* Texte fourni *

Il a fait de son pays le deuxième exportateur mondial de gomme arabique. À 85 ans, l’ancien ministre et actuel patron de la Société commerciale du Chari et du Logone, Abdoulaye Djonouma, se bat pour une industrialisation de la filière.

Sur la table basse du grand salon qui lui sert de bureau depuis qu’il a décidé de se retirer peu à peu des affaires, des parapheurs, des sachets contenant différentes variétés de gomme arabique, des documents de projets dont quelques-uns lui tiennent particulièrement à coeur… Même s’il a pris du recul, Abdoulaye Djonouma, le directeur général de la Société commerciale du Chari et du Logone (SCCL), garde une vision pointue des besoins de l’entreprise. “Il nous faut absolument un atomiseur : cette machine nous permettra de réduire la gomme en poudre propre, et nous pourrons ainsi accroître nos marges et créer davantage d’emplois”, explique-t-il. Assis à côté du vieil homme, Youssouf, son assistant chargé des affaires courantes, acquiesce et glisse par moments de petites notes à son patron.

* À faire *
Écrivez la suite du texte sur Abdoulaye Djonouma et la gomme arabique, en partant de sa dernière phrase.

* Entrées fournies *
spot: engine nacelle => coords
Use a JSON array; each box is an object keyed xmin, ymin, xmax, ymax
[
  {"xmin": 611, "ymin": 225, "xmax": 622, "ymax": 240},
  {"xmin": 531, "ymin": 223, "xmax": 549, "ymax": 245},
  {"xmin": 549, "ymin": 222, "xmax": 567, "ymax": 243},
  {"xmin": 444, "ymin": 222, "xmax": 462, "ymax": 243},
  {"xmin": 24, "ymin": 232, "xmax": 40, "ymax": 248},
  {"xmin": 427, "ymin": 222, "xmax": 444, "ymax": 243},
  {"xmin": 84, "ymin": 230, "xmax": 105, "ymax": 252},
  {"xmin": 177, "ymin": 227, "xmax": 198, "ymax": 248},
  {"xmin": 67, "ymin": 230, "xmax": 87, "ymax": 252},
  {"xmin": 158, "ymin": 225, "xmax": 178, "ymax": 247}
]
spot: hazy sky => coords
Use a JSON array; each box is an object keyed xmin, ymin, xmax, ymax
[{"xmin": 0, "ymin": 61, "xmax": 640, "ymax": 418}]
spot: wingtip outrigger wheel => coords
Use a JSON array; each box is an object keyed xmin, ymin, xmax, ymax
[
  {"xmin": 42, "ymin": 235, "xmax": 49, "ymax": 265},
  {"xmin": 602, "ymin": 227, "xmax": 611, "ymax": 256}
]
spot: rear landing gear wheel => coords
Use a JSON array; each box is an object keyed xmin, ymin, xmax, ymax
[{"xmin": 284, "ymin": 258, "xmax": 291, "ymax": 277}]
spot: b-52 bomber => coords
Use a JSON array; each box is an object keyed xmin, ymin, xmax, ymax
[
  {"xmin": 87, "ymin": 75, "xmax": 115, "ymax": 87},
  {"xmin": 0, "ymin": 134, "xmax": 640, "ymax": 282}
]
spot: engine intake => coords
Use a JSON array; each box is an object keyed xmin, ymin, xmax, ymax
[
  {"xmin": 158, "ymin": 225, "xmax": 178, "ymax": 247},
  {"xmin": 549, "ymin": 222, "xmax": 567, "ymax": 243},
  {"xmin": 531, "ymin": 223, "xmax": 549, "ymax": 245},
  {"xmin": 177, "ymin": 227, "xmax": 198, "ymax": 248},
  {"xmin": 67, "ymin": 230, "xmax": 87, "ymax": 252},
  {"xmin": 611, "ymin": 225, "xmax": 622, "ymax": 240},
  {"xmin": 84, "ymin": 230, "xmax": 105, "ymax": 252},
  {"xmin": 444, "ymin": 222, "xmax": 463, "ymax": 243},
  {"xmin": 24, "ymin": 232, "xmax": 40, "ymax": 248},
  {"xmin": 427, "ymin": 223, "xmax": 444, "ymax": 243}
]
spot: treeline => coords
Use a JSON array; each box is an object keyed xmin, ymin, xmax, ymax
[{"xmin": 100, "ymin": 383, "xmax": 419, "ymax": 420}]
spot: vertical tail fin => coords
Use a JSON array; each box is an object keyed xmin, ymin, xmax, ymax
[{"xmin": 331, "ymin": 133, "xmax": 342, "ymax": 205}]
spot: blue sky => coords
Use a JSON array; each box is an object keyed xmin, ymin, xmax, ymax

* Résultat *
Équation

À 85 ans, Abdoulaye Djonouma se fait de plus en plus rare au siège de la SCCL. Mais en cette fin de campagne d’expédition des commandes, on a cependant pu le voir, comme à l’accoutumée, surveiller les trieuses remplir les derniers sacs de gomme crachés par les calibreuses. Cette année, les commandes sont estimées à un peu moins de 20 000 tonnes pour l’ensemble des huit exportateurs qui se partagent le marché de la gomme arabique au Tchad, dont 3 000 t pour la SCCL. “C’est une année moyenne, et cela nous interpelle sur la nécessité de transformer la gomme sur place en respectant les exigences de qualité”, indique le directeur général.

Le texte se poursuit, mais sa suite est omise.